WHAT THE EXERCISE ASKS: Count the lines in the listing below that contain the word "face". Reply with only that number.

DATA FOR THE TASK:
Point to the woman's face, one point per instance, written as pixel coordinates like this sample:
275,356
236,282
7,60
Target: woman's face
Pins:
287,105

OUTPUT FOR THIS TASK: 2